• Objective
Put every line of the data below into a numbered list, dropping any blank lines, and leave the pictures out of your answer.

• Given records
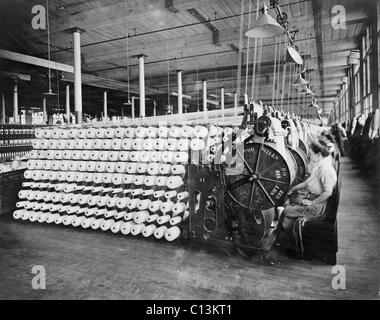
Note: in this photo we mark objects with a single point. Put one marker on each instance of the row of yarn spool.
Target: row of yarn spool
(133, 211)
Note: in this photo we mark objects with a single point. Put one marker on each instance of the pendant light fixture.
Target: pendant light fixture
(265, 26)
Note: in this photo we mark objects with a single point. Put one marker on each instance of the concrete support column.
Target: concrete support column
(68, 103)
(204, 100)
(44, 112)
(2, 108)
(77, 78)
(15, 104)
(180, 99)
(105, 106)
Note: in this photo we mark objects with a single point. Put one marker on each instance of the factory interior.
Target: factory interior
(189, 150)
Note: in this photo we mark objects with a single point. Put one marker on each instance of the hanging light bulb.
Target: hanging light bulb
(300, 82)
(265, 26)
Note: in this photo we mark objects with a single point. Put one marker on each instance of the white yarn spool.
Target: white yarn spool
(168, 156)
(166, 206)
(155, 156)
(161, 181)
(155, 206)
(96, 224)
(178, 208)
(123, 203)
(110, 167)
(107, 178)
(145, 156)
(170, 194)
(183, 145)
(106, 144)
(187, 131)
(50, 154)
(100, 166)
(175, 220)
(149, 181)
(159, 232)
(152, 132)
(78, 221)
(48, 133)
(182, 195)
(58, 154)
(85, 155)
(128, 179)
(94, 155)
(107, 224)
(171, 144)
(109, 133)
(152, 218)
(73, 165)
(148, 144)
(79, 144)
(138, 180)
(97, 144)
(116, 227)
(126, 144)
(197, 144)
(91, 133)
(116, 144)
(153, 169)
(163, 132)
(126, 227)
(141, 132)
(124, 155)
(87, 222)
(36, 144)
(160, 144)
(174, 182)
(61, 144)
(181, 157)
(200, 131)
(70, 144)
(134, 156)
(172, 233)
(148, 230)
(100, 133)
(117, 179)
(66, 155)
(119, 132)
(97, 177)
(140, 216)
(137, 229)
(87, 144)
(82, 133)
(141, 167)
(175, 132)
(53, 144)
(144, 204)
(75, 155)
(131, 167)
(39, 133)
(158, 193)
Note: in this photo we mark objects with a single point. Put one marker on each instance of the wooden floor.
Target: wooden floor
(96, 265)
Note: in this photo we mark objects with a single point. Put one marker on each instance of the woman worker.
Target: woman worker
(312, 194)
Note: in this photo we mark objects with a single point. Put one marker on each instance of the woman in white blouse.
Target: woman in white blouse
(312, 194)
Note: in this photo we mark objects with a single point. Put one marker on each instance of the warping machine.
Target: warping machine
(210, 180)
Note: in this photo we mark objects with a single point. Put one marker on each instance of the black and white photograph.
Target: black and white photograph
(189, 154)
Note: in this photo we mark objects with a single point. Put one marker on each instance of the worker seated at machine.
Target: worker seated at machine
(308, 199)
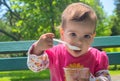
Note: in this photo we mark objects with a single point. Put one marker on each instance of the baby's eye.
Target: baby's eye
(87, 36)
(73, 34)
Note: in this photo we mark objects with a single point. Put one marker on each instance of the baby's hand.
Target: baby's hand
(45, 41)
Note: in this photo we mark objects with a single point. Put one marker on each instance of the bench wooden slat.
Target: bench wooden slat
(106, 41)
(19, 63)
(114, 58)
(15, 63)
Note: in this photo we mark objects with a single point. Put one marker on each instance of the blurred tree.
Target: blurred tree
(28, 19)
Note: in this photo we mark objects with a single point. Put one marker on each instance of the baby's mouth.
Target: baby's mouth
(77, 51)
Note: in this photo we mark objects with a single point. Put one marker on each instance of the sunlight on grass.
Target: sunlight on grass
(5, 79)
(115, 72)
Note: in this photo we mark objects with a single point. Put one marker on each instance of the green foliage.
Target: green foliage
(115, 19)
(24, 75)
(30, 19)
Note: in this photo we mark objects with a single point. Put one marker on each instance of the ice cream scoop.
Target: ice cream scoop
(70, 46)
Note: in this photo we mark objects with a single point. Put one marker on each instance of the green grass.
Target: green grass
(27, 75)
(114, 72)
(24, 75)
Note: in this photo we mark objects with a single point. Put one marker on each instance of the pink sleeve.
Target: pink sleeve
(37, 63)
(102, 62)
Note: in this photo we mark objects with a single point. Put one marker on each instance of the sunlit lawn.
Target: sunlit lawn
(27, 75)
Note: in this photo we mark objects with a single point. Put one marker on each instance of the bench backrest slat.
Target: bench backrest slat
(19, 63)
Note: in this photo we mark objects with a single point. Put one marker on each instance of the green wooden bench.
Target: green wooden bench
(19, 63)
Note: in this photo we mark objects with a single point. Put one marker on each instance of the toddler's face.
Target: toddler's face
(78, 34)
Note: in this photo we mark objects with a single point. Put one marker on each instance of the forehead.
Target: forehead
(80, 27)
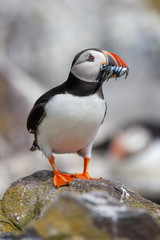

• Exercise result
1. Note: in this photo we mark objects with a single point. Put one marker on each instance of the row of yarn spool.
2. Target: row of yarn spool
3. (133, 211)
4. Note: in this photo we mark objects with a single point. Put one marker on each instance of the pendant light fixture.
5. Target: pendant light fixture
6. (265, 26)
7. Note: in this photo we mark objects with a single point. Put one marker on each instance of the concrete support column.
8. Target: concrete support column
9. (68, 103)
10. (204, 100)
11. (44, 112)
12. (2, 108)
13. (77, 78)
14. (15, 104)
15. (180, 99)
16. (105, 106)
17. Note: in this photo we mark objects with a single point. Put one marker on each instance of the factory interior.
18. Target: factory interior
19. (189, 150)
20. Note: in this photo we mark objects with a single point. Put one marker on each instance of the hanging light bulb.
21. Target: hanging light bulb
22. (300, 82)
23. (265, 26)
24. Note: in this photo we mark objects with a single point. Put one marker on each instance of the white yarn spool.
25. Target: white yarn spool
26. (168, 156)
27. (166, 206)
28. (155, 156)
29. (161, 181)
30. (155, 206)
31. (96, 224)
32. (178, 208)
33. (123, 203)
34. (110, 167)
35. (107, 178)
36. (145, 156)
37. (170, 194)
38. (183, 145)
39. (106, 144)
40. (187, 131)
41. (50, 154)
42. (100, 166)
43. (175, 220)
44. (149, 181)
45. (159, 232)
46. (152, 132)
47. (78, 221)
48. (48, 133)
49. (182, 195)
50. (58, 154)
51. (85, 155)
52. (128, 179)
53. (94, 155)
54. (107, 224)
55. (171, 144)
56. (109, 133)
57. (152, 218)
58. (73, 165)
59. (148, 144)
60. (79, 144)
61. (138, 180)
62. (97, 144)
63. (116, 227)
64. (126, 144)
65. (197, 144)
66. (91, 133)
67. (116, 144)
68. (153, 169)
69. (163, 132)
70. (126, 227)
71. (141, 132)
72. (124, 155)
73. (87, 222)
74. (36, 144)
75. (160, 144)
76. (174, 182)
77. (61, 144)
78. (181, 157)
79. (200, 131)
80. (70, 144)
81. (134, 156)
82. (172, 233)
83. (148, 230)
84. (100, 133)
85. (117, 179)
86. (66, 155)
87. (119, 132)
88. (97, 177)
89. (140, 216)
90. (137, 229)
91. (87, 144)
92. (82, 133)
93. (141, 167)
94. (175, 132)
95. (53, 144)
96. (144, 204)
97. (75, 155)
98. (131, 167)
99. (39, 133)
100. (158, 193)
101. Note: in this photo we mark objects with a single point. Put one marker on each instance of the wooden floor.
102. Target: wooden floor
103. (96, 265)
104. Note: in this photo we mark objects with a single point. Put one marker on each instance of the woman worker.
105. Target: woman worker
106. (312, 194)
107. Note: in this photo we mark objects with a single point. Put one marker on each instance of the woman in white blouse.
108. Target: woman in white blouse
109. (312, 194)
110. Note: in this photo we mark objects with a single point. Put one marker on each instance of the warping machine.
111. Target: warping machine
112. (210, 180)
113. Note: in this photo we mark objects with a single point. Put one marker on each instance of the black and white photograph.
114. Target: black and white photograph
115. (189, 154)
116. Note: in this photo we mark objects with a single point. Put one marker on each instance of the worker seated at machine.
117. Target: worker seated at machine
118. (308, 199)
119. Note: in this photo we mark objects with a single point. Put one marker on each instance of the baby's eye.
120. Target: baby's eye
121. (87, 36)
122. (73, 34)
123. Note: in this photo we mark objects with a single point. Put one marker on each instance of the baby's hand.
124. Target: baby's hand
125. (45, 41)
126. Note: in this photo we mark objects with a single point. Put one marker on each instance of the bench wooden slat.
127. Target: bench wooden slat
128. (106, 41)
129. (19, 63)
130. (114, 58)
131. (15, 63)
132. Note: in this photo we mark objects with a single point. Put one marker on each instance of the blurred tree.
133. Target: blurred tree
134. (28, 19)
135. Note: in this photo we mark objects with a single point. Put one marker on each instance of the baby's mouth.
136. Target: baby's mouth
137. (77, 51)
138. Note: in this photo we mark objects with a single point. Put one marker on each instance of the sunlight on grass.
139. Target: sunlight on grass
140. (5, 79)
141. (115, 72)
142. Note: in this photo we mark objects with a single point. Put one marker on each instance of the green foliage.
143. Target: green foliage
144. (115, 19)
145. (24, 75)
146. (30, 19)
147. Note: in this photo we mark objects with a single point. Put one marker on each instance of the ice cream scoop.
148. Target: ice cream scoop
149. (70, 46)
150. Note: in this photo we mark objects with a single point. Put one marker on each instance of the green grass.
151. Target: green grass
152. (27, 75)
153. (114, 72)
154. (24, 75)
155. Note: in this photo we mark objects with a single point. Put one marker on each instance of the pink sleeve.
156. Target: pink sleeve
157. (37, 63)
158. (102, 62)
159. Note: in this photo we mark objects with a single point. Put one marker on each instance of the sunlit lawn.
160. Target: sunlit lawn
161. (27, 75)
162. Note: in this photo we mark objects with a single point. Put one marker on each instance of the bench backrest slat.
163. Target: bench backrest slat
164. (19, 63)
165. Note: in this photo we mark objects with a single point. Put one marker on each instance of the green wooden bench.
166. Target: green wooden bench
167. (19, 63)
168. Note: in this photo we mark objects with a single point. Put one marker on each instance of the toddler's face.
169. Target: toddler's face
170. (78, 34)
171. Note: in this photo we mark objects with a single point. Put one marker on each instance of the forehead.
172. Target: forehead
173. (80, 27)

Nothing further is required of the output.